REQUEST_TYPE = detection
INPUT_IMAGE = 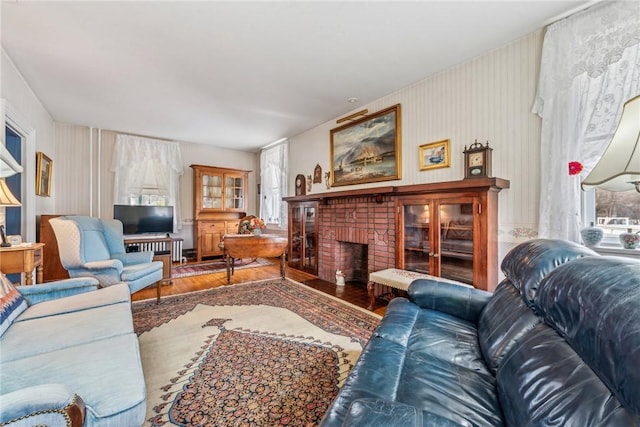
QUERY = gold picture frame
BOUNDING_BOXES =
[36,151,52,197]
[419,139,450,171]
[330,104,401,187]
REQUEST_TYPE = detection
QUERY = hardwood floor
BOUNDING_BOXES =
[132,258,388,316]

Your assignment :: Please print the records above word for word, leaving every image out.

Answer below ::
REQUEST_TYPE = detection
INPUT_IMAGE = 
QUERY = gold picture frame
BOUNDING_BOXES =
[36,151,52,197]
[419,139,450,171]
[330,104,401,187]
REQUEST_TYPE = detection
QUERY = hardwood floor
BOUNDING_BOXES =
[132,258,388,316]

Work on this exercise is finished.